» WORK TO BE COMPLETED: Select, from the data, each line where "window" occurs.

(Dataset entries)
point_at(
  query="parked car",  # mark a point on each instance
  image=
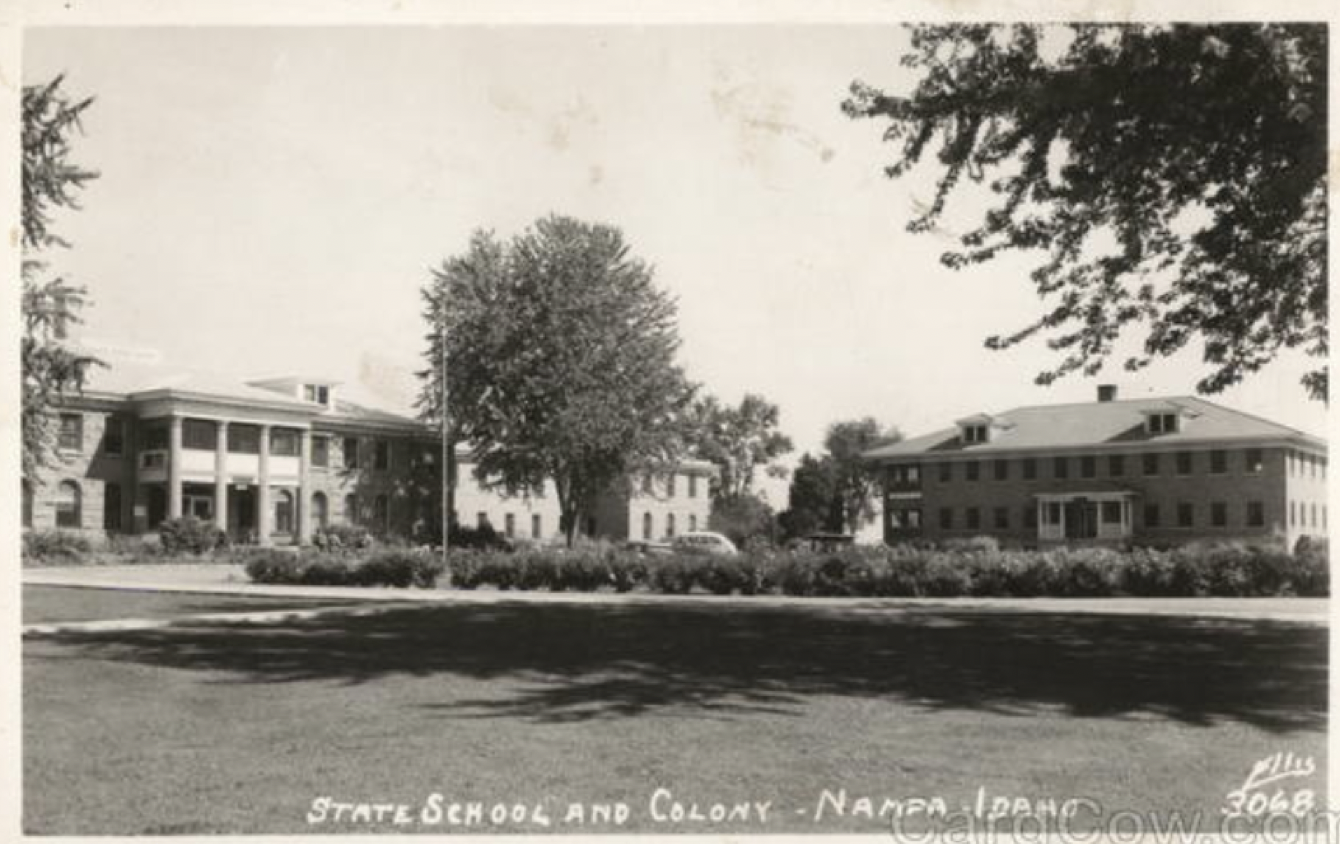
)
(704, 541)
(649, 548)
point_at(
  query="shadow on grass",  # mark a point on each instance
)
(582, 662)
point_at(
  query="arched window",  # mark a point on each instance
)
(283, 512)
(69, 505)
(382, 513)
(320, 511)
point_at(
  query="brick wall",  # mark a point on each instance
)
(1234, 488)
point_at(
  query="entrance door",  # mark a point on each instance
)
(241, 513)
(1082, 519)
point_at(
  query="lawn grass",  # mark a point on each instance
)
(220, 728)
(59, 604)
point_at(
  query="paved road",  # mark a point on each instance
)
(232, 580)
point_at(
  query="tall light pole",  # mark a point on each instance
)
(446, 440)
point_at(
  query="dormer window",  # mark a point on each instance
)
(1163, 422)
(976, 433)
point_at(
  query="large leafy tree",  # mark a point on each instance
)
(741, 441)
(1173, 180)
(855, 480)
(562, 362)
(812, 504)
(51, 181)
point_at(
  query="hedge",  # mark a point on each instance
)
(1218, 570)
(399, 568)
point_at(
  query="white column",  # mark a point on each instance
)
(221, 474)
(264, 512)
(304, 489)
(174, 468)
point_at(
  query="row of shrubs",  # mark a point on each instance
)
(1224, 570)
(391, 567)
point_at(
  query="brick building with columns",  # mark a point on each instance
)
(274, 460)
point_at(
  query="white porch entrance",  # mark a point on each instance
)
(1084, 516)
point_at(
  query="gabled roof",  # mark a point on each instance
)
(136, 379)
(1099, 424)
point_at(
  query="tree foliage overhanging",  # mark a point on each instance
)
(562, 362)
(51, 181)
(1197, 152)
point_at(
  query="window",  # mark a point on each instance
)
(1151, 515)
(71, 432)
(114, 437)
(1183, 462)
(382, 513)
(244, 440)
(1185, 515)
(283, 512)
(1163, 422)
(69, 505)
(283, 442)
(320, 452)
(1254, 461)
(1256, 515)
(111, 507)
(198, 434)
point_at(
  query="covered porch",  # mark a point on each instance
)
(1086, 516)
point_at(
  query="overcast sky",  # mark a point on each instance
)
(271, 201)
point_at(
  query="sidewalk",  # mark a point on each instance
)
(232, 580)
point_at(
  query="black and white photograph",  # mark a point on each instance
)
(584, 422)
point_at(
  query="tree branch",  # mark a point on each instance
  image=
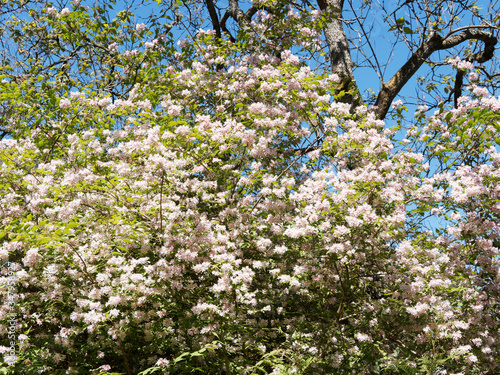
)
(434, 43)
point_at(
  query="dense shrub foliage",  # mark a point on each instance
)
(192, 227)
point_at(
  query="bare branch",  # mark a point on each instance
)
(434, 43)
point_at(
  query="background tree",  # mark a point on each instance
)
(228, 204)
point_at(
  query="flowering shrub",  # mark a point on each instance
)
(199, 231)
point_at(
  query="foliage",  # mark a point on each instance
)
(228, 213)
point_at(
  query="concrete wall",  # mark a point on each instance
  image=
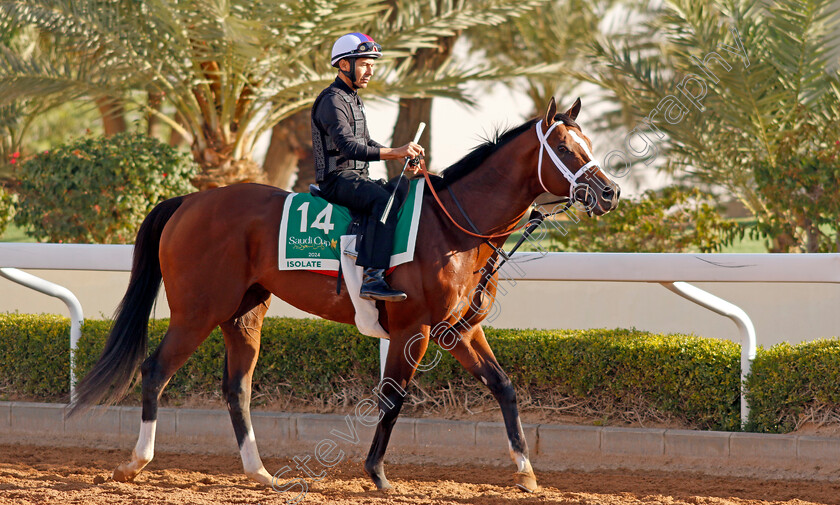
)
(780, 312)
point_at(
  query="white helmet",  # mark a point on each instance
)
(355, 45)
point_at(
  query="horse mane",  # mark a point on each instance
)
(480, 153)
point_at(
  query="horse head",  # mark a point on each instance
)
(566, 166)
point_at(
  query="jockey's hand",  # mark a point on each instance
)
(414, 166)
(410, 150)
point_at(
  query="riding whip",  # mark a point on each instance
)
(384, 217)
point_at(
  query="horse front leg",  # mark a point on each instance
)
(473, 352)
(400, 365)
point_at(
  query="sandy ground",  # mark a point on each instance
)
(30, 474)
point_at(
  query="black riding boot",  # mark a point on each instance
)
(374, 287)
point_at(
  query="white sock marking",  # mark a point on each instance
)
(251, 461)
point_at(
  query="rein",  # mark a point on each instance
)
(443, 208)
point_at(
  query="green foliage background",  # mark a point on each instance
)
(98, 190)
(673, 219)
(686, 377)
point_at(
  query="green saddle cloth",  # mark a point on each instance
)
(311, 230)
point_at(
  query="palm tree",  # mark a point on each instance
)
(753, 91)
(218, 73)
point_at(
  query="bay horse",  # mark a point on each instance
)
(216, 253)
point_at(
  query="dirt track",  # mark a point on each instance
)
(31, 474)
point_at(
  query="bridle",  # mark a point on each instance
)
(558, 163)
(568, 201)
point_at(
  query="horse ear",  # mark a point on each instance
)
(551, 112)
(573, 112)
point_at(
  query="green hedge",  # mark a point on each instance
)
(686, 377)
(787, 381)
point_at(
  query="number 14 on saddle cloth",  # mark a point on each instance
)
(311, 230)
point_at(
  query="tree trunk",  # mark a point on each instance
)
(290, 150)
(415, 110)
(175, 138)
(113, 115)
(218, 169)
(154, 125)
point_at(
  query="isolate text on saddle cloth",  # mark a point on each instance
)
(343, 149)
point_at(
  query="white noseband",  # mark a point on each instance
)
(571, 177)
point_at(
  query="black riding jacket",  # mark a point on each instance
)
(340, 138)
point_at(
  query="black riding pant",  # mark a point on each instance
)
(365, 196)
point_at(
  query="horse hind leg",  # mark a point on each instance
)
(242, 344)
(180, 341)
(473, 352)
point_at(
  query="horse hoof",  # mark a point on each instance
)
(122, 474)
(384, 486)
(526, 481)
(261, 476)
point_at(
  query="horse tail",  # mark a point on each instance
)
(111, 376)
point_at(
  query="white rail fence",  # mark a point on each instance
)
(673, 271)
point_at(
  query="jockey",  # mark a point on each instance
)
(342, 149)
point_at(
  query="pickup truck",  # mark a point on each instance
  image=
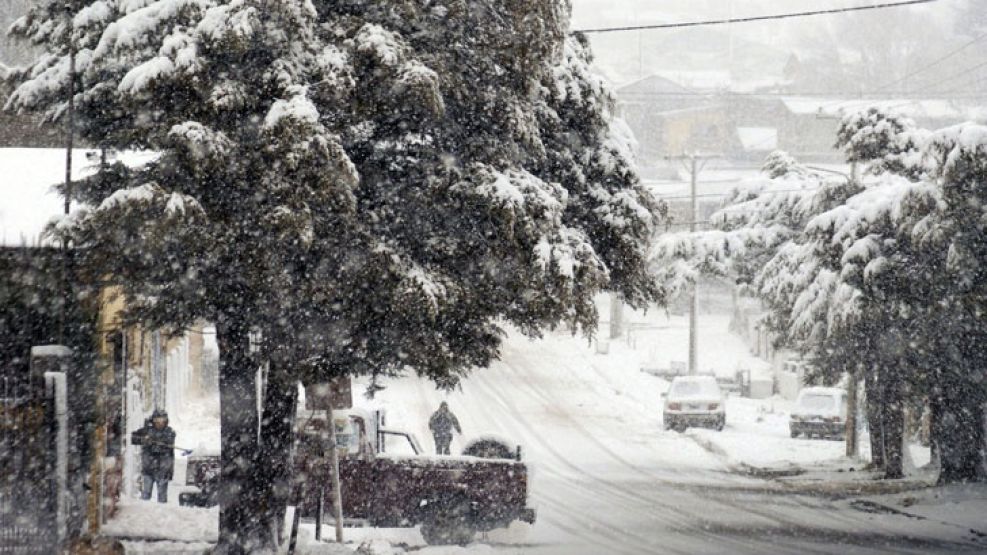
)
(451, 498)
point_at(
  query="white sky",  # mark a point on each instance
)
(611, 48)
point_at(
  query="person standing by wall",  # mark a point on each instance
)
(157, 441)
(442, 422)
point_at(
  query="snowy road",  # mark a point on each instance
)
(607, 479)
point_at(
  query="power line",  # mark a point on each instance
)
(755, 18)
(932, 64)
(952, 77)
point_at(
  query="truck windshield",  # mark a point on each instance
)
(817, 402)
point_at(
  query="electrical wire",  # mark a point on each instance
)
(755, 18)
(932, 64)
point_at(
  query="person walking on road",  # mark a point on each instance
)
(442, 422)
(157, 441)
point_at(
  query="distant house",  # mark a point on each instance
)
(142, 368)
(669, 119)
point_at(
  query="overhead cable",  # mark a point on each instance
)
(732, 20)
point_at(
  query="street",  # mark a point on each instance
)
(607, 479)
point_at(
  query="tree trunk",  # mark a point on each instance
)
(875, 419)
(240, 531)
(274, 468)
(935, 435)
(894, 426)
(960, 431)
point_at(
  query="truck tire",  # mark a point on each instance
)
(449, 523)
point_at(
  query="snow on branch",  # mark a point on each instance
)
(297, 109)
(381, 44)
(140, 194)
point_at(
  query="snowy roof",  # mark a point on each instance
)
(822, 391)
(654, 84)
(29, 200)
(916, 109)
(758, 138)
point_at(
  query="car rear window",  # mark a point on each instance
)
(694, 389)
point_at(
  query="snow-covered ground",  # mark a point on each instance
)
(605, 476)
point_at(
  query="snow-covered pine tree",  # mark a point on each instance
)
(370, 179)
(246, 181)
(955, 236)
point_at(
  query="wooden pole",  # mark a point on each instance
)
(337, 497)
(693, 296)
(852, 444)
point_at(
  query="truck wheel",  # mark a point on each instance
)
(450, 523)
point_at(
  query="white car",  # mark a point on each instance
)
(694, 401)
(819, 411)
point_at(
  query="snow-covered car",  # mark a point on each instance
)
(694, 401)
(819, 411)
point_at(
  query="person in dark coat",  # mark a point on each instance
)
(442, 422)
(157, 441)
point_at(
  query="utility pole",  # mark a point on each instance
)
(696, 162)
(616, 315)
(694, 297)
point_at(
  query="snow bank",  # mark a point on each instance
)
(139, 519)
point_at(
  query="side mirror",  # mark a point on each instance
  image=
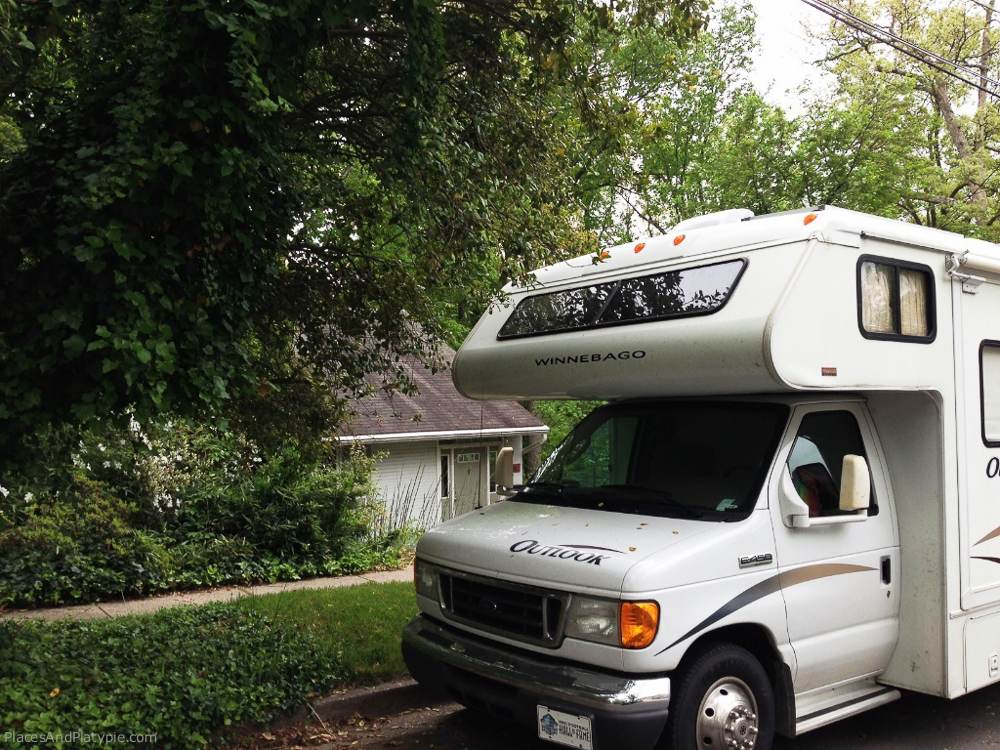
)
(855, 484)
(504, 471)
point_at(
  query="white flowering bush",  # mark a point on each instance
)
(129, 511)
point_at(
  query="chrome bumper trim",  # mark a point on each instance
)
(576, 685)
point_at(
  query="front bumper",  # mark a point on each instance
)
(625, 711)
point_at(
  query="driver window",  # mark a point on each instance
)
(816, 461)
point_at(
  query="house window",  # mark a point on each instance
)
(493, 469)
(671, 294)
(989, 373)
(896, 300)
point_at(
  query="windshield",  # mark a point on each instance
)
(685, 459)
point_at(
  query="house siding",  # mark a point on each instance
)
(407, 477)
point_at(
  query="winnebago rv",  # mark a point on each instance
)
(787, 512)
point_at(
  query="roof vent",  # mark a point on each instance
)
(731, 216)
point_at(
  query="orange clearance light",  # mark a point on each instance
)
(639, 621)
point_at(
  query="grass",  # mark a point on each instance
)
(360, 624)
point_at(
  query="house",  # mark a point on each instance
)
(435, 451)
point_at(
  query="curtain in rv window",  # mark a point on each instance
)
(895, 299)
(989, 371)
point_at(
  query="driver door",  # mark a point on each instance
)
(839, 570)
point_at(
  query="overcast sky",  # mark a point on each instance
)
(785, 51)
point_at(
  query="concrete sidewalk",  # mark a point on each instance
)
(154, 604)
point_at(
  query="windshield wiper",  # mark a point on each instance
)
(661, 495)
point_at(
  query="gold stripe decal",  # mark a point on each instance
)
(769, 586)
(992, 535)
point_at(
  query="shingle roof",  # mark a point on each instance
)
(437, 411)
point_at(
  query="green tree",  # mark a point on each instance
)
(216, 204)
(943, 130)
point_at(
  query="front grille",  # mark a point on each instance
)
(527, 614)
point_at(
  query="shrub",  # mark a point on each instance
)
(180, 675)
(132, 512)
(79, 547)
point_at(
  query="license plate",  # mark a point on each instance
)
(564, 728)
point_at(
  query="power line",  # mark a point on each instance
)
(981, 4)
(905, 47)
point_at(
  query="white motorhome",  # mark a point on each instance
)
(787, 513)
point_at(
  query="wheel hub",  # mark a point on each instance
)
(728, 717)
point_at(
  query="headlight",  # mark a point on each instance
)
(425, 580)
(593, 620)
(630, 625)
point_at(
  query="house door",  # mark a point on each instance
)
(471, 476)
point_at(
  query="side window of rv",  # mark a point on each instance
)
(816, 461)
(895, 300)
(989, 373)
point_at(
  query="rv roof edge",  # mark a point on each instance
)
(741, 307)
(729, 216)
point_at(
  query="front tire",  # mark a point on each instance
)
(723, 701)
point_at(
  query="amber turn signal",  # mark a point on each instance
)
(639, 622)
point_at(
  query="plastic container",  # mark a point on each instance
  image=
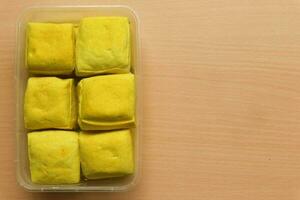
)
(72, 14)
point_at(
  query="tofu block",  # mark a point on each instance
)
(106, 154)
(49, 103)
(50, 48)
(106, 102)
(103, 46)
(54, 157)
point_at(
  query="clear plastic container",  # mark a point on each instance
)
(72, 14)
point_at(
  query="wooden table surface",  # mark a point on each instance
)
(222, 101)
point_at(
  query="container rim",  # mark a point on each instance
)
(52, 188)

» RESULT OF THIS TASK:
  query="arched window",  # mark a point on each instance
  query="dormer window",  # mark a point on each instance
  query="window",  # mark a point on each instance
  query="car rear window",  # mark a point on each instance
  query="driver window",  # mark a point on each instance
  query="house window",  # mark a point on each instance
  query="curtain in rv window",  # mark a point on each instance
  query="side window of rv",  # mark a point on each instance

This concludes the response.